**Aufgabenstellung a**
Gib die Datenzeilen von der Zeile mit „spot the glass cylinder vase.“ bis einschließlich zur letzten Datenzeile erneut aus und ersetze darin „spray“ durch „mist“, ohne sonst etwas zu verändern. Lass die Bilder in deiner Antwort weg.

Und am Abhange schimmern Kreuze hervor.

Auf eines fällt heller Sonnenschein, - Da hat mein Vater seinen Stein.

Die Fontane Gesellschaft wird sich um die Fontane-Stätten kümmern müssen. Ich las neulich, daß 200 000 Menschen jährlich in die kleine Stadt in den York- shire Moors pilgern, wo das Pfarrhaus steht, in dem die Bronte-Schwestern ge­lebt haben. Mancher von Ihnen wird Jane Eyre und Sturmhöhe kennen. Gott bewahre uns vor so vielen, es verursacht viele Probleme, und was würden die Letschiner sagen? Aber ein paar hundert sollten es doch sein, die dorthin pil­gern oder ein paar tausend.

Doch endlich zurück zum Schutzpatron. Der alte Stechlin kommt nicht in Frage. Und sein Pastor Lorenzen, der schon klarsichtiger ist und dem wir das schöne Zitat auf der Einladung verdanken, auch nicht, denn er will im Stillen walten, und wir wollen uns ausbreiten und ins Weite wirken.

**Auszüge aus Datensätzen**
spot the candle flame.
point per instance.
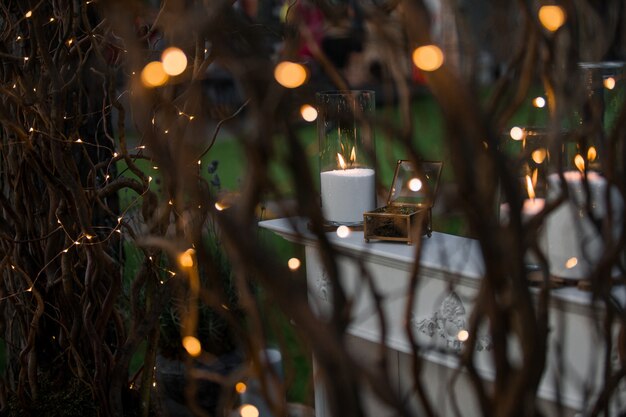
(342, 162)
(529, 187)
(592, 153)
(579, 161)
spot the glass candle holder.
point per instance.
(347, 155)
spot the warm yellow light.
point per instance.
(592, 153)
(294, 263)
(290, 74)
(517, 133)
(428, 57)
(579, 161)
(539, 155)
(174, 61)
(248, 410)
(153, 75)
(415, 184)
(185, 259)
(343, 231)
(571, 262)
(609, 83)
(552, 17)
(192, 345)
(308, 112)
(529, 187)
(341, 161)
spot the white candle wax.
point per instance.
(347, 194)
(574, 243)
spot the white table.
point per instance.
(451, 268)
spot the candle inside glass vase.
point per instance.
(346, 138)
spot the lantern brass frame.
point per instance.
(403, 221)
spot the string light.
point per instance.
(185, 259)
(154, 75)
(609, 83)
(290, 74)
(516, 133)
(428, 58)
(308, 112)
(192, 346)
(552, 17)
(174, 61)
(294, 264)
(343, 231)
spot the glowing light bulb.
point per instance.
(609, 83)
(552, 17)
(415, 184)
(343, 231)
(240, 387)
(308, 112)
(592, 153)
(517, 133)
(428, 58)
(192, 345)
(539, 155)
(153, 75)
(571, 262)
(463, 335)
(539, 102)
(290, 74)
(294, 264)
(174, 61)
(185, 259)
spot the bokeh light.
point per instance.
(174, 61)
(571, 262)
(192, 345)
(308, 112)
(290, 74)
(463, 335)
(153, 75)
(428, 57)
(539, 155)
(609, 83)
(517, 133)
(552, 17)
(592, 153)
(343, 231)
(241, 387)
(415, 184)
(294, 264)
(185, 259)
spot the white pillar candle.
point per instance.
(347, 194)
(574, 242)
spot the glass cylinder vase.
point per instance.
(347, 155)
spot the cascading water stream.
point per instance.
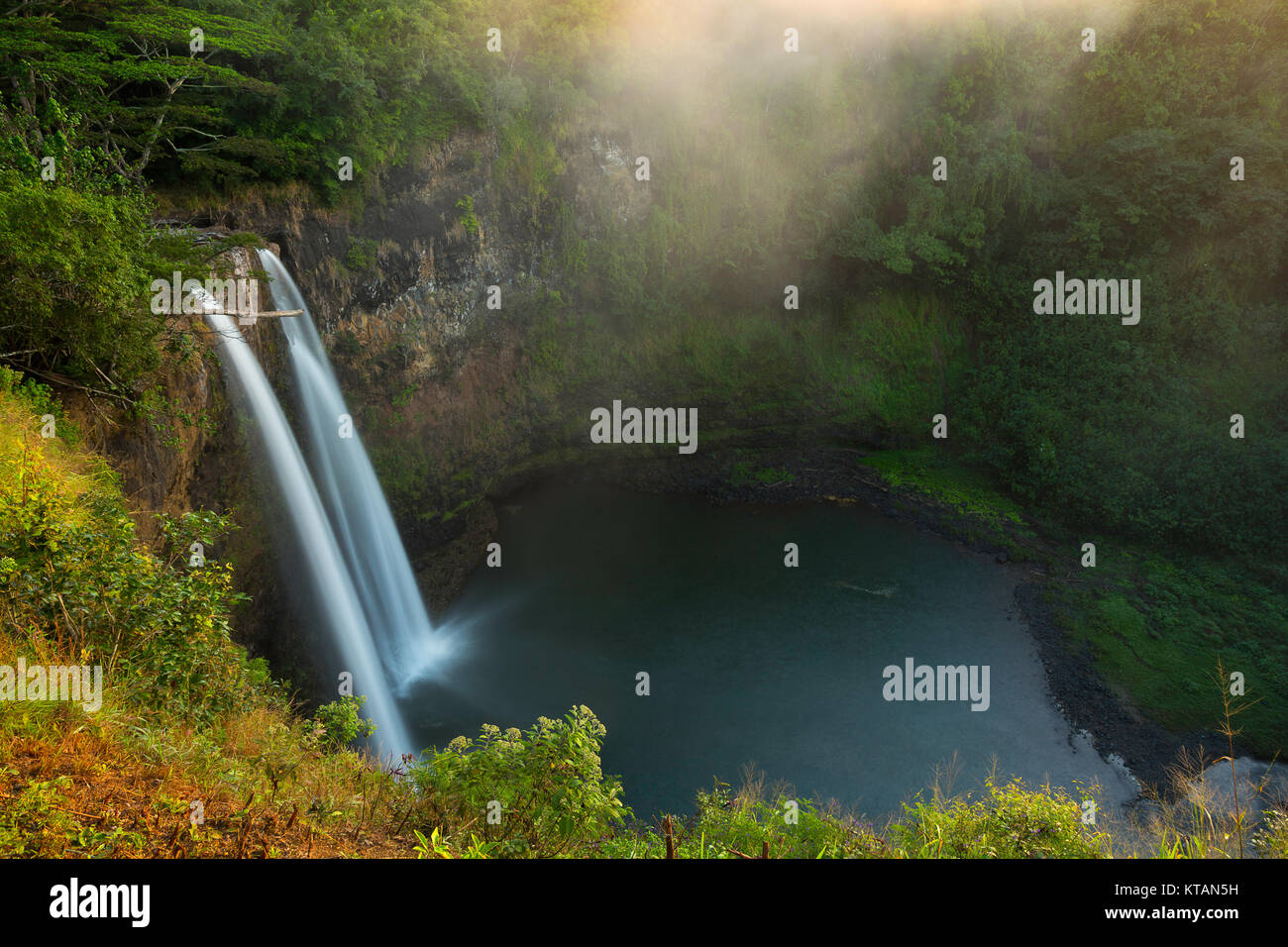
(323, 566)
(355, 501)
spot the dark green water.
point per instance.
(748, 661)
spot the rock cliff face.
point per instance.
(399, 290)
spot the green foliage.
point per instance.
(76, 578)
(548, 781)
(1009, 822)
(33, 825)
(340, 722)
(468, 219)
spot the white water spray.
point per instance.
(323, 566)
(355, 501)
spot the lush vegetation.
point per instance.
(768, 170)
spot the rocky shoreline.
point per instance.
(835, 474)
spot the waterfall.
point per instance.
(322, 566)
(355, 562)
(355, 501)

**Aufgabenstellung b**
Setze den Text über die Fontane Gesellschaft und ihren Schutzpatron im Anschluss an seinen letzten Satz fort.

**Lösung der Übung a**
spot the glass cylinder vase.
point per instance.
(347, 155)
spot the cascading water stream.
point per instance.
(323, 566)
(355, 501)
spot the dark green water.
point per instance.
(748, 661)
spot the rock cliff face.
point per instance.
(399, 290)
spot the green foliage.
point per instance.
(76, 578)
(548, 781)
(1009, 822)
(33, 825)
(340, 722)
(468, 219)
spot the white water mist.
point per instance.
(323, 566)
(355, 501)
spot the lush vegetation.
point per instance.
(768, 170)
spot the rocky shoreline.
point per instance.
(835, 474)
spot the waterfall.
point per instance.
(322, 566)
(355, 562)
(355, 501)

**Lösung der Übung b**
Wie wäre es mit van der Straaten? Er paßt besser in unsere Zeit. Er war, wie Sie wissen, einer der vollgültigsten Finanziers der Hauptstadt Berlin. Inzwi­schen ist Frankfurt zur Börsenstadt Deutschlands geworden. Kennen Sie viel­leicht einen van der Straaten an der Frankfurter Börse? Denn einen solchen Mäzen brauchten wir. Und doch zögere ich, ihn als unseren Patron vorzuschla­gen. Er war zwar auch ein an Kunst interessierter Mensch, kaufte eine Kopie von Tintoretto und liebte Murillos Madonnen. Aber leider aus etwas taktlosen Gründen, und er genoß mehr ein geschäftliches Ansehen als ein persönliches. Obwohl er an der Börse bedingungslos galt, so in der Gesellschaft nur be­dingungsweise. Das können wir uns natürlich nicht leisten, und so kommt auch er nicht in Frage.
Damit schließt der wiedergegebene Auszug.